__TEKSTFRAGMENT__
----------------------------------------

Arthur Schopenhauer
'Als een God deze wereld gemaakt heeft, dan zou ik niet die God willen zijn; haar ellende zou me
het hart uiteenrijten.' Deze uitspraak van Arthur Schopenhauer geeft goed de visie weer van de
Duitse filosoof die bijzonder sceptisch stond tegenover elke vorm van blind geloof. In zijn essay
Het nut van vrome leugens laat hij zijn licht schijnen op het verschijnsel godsdienst. Hij erkent
de positieve bijdragen aan de beschaving die de godsdienst heeft geleverd, maar wijst ook met
een beschuldigende vinger naar de vele wandaden die in naam van de godsdienst zijn begaan.
Schopenhauer vergelijkt de diverse wereldreligies met elkaar en besteedt als een van de eerste
westerse denkers aandacht aan oosterse godsdiensten zoals het boeddhisme en hindoeïsme. Zo
kon het boeddhisme zijn goedkeuring wegdragen omdat die aansloot bij zijn eigen filosofie maar
haalde fors uit naar de monotheïstische godsdiensten die elk op zich de waarheid claimen.

----------------------------------------

Geef de tekst over Schopenhauer opnieuw volledig en letterlijk weer. De records spelen hierbij geen enkele rol.

----------------------------------------

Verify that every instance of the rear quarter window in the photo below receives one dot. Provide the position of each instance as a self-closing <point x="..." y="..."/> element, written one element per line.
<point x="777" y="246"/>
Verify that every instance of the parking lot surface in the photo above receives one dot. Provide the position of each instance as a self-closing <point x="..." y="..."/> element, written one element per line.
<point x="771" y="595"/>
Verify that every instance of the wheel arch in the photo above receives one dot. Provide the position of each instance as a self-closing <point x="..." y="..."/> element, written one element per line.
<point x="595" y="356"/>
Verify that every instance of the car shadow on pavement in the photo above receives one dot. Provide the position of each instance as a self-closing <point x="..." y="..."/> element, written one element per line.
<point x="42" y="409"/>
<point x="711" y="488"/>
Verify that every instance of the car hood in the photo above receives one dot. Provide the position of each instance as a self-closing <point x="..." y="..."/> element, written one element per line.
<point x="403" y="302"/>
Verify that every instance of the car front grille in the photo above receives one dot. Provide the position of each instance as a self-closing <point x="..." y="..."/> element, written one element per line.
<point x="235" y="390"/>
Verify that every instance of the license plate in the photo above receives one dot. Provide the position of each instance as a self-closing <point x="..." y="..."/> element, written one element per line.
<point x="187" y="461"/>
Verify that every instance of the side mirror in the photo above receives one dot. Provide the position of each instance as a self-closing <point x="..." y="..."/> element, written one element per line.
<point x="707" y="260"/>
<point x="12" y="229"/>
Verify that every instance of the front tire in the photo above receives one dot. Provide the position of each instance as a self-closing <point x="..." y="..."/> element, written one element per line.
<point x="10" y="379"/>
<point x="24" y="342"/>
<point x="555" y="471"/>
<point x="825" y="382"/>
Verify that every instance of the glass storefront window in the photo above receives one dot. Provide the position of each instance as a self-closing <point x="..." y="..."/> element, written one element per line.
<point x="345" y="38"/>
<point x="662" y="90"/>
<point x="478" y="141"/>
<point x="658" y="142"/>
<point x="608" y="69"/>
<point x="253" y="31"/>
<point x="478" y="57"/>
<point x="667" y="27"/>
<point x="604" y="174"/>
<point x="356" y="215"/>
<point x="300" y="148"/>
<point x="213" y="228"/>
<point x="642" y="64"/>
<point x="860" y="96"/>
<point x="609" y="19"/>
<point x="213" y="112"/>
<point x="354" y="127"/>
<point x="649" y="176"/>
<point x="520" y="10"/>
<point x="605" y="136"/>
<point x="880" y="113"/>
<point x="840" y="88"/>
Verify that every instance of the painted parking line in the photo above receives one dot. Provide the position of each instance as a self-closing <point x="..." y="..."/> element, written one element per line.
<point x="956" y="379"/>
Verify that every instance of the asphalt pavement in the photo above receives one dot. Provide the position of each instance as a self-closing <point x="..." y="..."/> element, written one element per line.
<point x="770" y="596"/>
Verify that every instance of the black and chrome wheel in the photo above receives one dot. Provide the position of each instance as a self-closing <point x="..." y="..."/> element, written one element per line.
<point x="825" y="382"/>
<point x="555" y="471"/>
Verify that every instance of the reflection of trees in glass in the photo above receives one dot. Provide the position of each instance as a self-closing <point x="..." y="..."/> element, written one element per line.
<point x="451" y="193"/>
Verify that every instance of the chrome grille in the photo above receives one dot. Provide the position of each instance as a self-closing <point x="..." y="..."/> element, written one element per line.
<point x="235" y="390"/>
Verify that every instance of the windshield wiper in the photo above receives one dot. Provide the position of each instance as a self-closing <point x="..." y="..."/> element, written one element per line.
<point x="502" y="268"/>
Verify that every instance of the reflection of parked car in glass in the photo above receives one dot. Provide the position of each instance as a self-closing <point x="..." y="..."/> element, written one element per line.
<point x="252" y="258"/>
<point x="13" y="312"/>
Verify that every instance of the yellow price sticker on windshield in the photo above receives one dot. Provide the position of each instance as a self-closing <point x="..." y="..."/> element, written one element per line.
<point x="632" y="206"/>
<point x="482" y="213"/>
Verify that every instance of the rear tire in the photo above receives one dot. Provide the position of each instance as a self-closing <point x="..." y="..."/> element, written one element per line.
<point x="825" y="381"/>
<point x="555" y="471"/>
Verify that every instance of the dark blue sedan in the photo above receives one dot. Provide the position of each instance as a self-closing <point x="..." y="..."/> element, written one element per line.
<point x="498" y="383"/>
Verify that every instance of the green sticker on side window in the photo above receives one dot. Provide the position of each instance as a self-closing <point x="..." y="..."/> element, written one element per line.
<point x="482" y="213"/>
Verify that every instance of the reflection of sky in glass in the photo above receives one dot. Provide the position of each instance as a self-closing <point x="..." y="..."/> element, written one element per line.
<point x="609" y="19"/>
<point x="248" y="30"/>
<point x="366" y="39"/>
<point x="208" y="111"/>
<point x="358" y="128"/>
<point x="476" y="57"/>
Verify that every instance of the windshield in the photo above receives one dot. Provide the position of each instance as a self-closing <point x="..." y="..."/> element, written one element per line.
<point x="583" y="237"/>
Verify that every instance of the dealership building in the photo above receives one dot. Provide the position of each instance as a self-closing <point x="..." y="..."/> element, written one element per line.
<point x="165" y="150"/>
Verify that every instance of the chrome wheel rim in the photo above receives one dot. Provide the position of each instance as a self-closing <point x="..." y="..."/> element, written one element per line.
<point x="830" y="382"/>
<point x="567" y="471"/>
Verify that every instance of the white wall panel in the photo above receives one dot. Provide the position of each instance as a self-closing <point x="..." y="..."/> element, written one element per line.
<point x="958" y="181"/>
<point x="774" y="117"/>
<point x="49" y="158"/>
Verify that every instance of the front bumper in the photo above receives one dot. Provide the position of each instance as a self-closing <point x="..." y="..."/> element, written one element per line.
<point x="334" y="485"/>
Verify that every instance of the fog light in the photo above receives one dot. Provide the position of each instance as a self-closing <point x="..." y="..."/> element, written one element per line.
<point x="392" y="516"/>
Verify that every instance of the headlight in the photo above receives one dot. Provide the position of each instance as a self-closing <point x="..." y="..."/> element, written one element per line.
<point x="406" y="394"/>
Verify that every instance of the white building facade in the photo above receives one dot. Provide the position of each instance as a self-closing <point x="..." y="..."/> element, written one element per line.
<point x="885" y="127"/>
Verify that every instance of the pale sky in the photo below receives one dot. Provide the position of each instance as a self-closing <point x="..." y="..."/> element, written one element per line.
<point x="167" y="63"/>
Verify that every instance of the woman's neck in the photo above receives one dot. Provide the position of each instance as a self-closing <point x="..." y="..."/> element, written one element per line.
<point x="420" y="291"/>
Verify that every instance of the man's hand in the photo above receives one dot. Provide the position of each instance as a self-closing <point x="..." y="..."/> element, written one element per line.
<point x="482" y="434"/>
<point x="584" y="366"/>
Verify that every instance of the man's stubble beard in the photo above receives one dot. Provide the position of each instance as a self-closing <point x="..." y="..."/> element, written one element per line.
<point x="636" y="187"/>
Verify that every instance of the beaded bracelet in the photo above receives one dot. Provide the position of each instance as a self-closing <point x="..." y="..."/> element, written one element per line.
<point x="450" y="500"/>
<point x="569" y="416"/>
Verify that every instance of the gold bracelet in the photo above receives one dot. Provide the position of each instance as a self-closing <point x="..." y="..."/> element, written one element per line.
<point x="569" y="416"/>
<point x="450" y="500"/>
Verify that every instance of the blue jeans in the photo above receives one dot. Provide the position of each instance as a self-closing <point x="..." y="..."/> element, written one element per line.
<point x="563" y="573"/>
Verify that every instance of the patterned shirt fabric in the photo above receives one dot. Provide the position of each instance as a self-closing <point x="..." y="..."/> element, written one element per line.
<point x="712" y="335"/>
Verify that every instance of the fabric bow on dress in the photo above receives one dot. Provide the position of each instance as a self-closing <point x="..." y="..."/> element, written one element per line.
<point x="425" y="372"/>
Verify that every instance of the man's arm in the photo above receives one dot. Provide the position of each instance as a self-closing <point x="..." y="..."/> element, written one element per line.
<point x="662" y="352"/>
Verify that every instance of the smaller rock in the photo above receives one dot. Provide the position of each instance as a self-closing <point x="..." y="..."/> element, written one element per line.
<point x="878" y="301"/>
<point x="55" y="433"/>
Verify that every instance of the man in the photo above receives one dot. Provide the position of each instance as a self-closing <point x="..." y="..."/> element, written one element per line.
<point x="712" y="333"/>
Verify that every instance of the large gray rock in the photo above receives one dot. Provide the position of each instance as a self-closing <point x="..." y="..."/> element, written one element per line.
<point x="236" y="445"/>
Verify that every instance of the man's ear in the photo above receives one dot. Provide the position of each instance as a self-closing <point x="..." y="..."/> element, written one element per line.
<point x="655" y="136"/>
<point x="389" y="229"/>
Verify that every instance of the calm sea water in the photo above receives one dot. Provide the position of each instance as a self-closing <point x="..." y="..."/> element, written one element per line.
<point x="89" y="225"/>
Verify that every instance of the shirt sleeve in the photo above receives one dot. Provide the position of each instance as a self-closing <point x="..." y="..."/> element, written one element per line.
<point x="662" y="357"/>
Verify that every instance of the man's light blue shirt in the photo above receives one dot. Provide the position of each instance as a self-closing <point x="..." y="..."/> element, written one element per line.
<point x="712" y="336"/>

----------------------------------------

__UITWERKING__
Arthur Schopenhauer
'Als een God deze wereld gemaakt heeft, dan zou ik niet die God willen zijn; haar ellende zou me
het hart uiteenrijten.' Deze uitspraak van Arthur Schopenhauer geeft goed de visie weer van de
Duitse filosoof die bijzonder sceptisch stond tegenover elke vorm van blind geloof. In zijn essay
Het nut van vrome leugens laat hij zijn licht schijnen op het verschijnsel godsdienst. Hij erkent
de positieve bijdragen aan de beschaving die de godsdienst heeft geleverd, maar wijst ook met
een beschuldigende vinger naar de vele wandaden die in naam van de godsdienst zijn begaan.
Schopenhauer vergelijkt de diverse wereldreligies met elkaar en besteedt als een van de eerste
westerse denkers aandacht aan oosterse godsdiensten zoals het boeddhisme en hindoeïsme. Zo
kon het boeddhisme zijn goedkeuring wegdragen omdat die aansloot bij zijn eigen filosofie maar
haalde fors uit naar de monotheïstische godsdiensten die elk op zich de waarheid claimen.